MATERIAL FOR THIS TASK
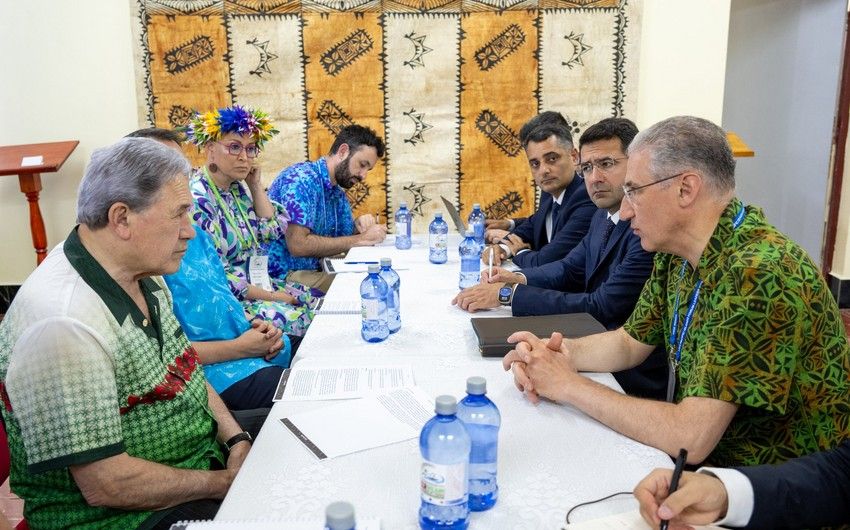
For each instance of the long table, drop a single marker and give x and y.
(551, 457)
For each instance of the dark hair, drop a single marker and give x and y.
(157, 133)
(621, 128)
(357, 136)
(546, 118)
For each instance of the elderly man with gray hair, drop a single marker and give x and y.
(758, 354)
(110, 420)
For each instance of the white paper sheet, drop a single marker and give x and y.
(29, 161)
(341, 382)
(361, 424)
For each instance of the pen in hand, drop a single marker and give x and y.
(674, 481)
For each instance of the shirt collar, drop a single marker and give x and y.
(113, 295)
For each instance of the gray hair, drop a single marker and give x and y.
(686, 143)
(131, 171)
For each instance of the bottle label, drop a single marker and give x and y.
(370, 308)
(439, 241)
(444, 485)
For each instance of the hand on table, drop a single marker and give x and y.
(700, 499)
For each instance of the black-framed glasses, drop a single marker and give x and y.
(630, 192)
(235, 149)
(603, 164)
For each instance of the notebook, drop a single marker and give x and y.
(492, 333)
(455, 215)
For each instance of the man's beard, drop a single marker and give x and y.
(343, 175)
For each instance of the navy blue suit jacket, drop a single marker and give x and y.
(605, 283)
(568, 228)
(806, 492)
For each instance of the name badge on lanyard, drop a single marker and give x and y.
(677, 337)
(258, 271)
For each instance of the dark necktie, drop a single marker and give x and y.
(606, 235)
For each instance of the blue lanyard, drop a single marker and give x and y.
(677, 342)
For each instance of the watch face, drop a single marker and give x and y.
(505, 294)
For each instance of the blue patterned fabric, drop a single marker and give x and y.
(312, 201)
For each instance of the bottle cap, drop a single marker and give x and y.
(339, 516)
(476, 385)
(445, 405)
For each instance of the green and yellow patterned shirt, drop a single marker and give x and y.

WORK REQUEST
Reproduce the data above in full, exactly, with the images removed.

EXERCISE RESPONSE
For each instance of the long table, drop a single marker and give x and y.
(551, 457)
For each instance of the dark hair, drop a single marker and give x and y.
(157, 133)
(621, 128)
(357, 136)
(546, 118)
For each instance of the elderly man with gray hair, drop a single marker and give x and y.
(758, 354)
(110, 420)
For each instance of the white paper sheet, drop a single marker and give x and y.
(29, 161)
(341, 382)
(361, 424)
For each instance of the pen in hand, drop a single marker and give x and y.
(674, 481)
For each instance of the shirt collar, drop a single marker and give x and y.
(113, 295)
For each instance of the gray hair, drop a single marker and give x and y.
(686, 143)
(131, 171)
For each instance of the bottle label, drop a single marker and give x and y.
(370, 308)
(439, 241)
(444, 485)
For each instance of the hand on table, drop a single marker and give x and y.
(700, 499)
For each instance of the black-framed glasses, drop a single marker and give x and y.
(630, 192)
(235, 149)
(603, 164)
For each instance of the notebook, drop a single marker and give x and y.
(492, 333)
(455, 215)
For each instance of the man's beard, drop a single marker and give x and y.
(343, 175)
For each instance of the navy blue suit jacket, drop a single marker and give x and y.
(605, 283)
(568, 228)
(806, 492)
For each instance of the name badge on lanyard, drop a single marker and give x and y.
(677, 337)
(258, 271)
For each instance of the dark necktie, drop a single marker and give x and y.
(606, 235)
For each instance of the blue lanyard, drop a single marker and give x and y.
(677, 342)
For each instance of the watch face, drop a single marker and give x and y.
(505, 294)
For each instance of the blue patterned fabric, drop a single marker and give x and y.
(312, 201)
For each instance of the bottle cap, drop a single marker and give x and y.
(339, 516)
(476, 385)
(445, 405)
For each instance of the green and yellow patterned shirt, drop a single marker and give x and y.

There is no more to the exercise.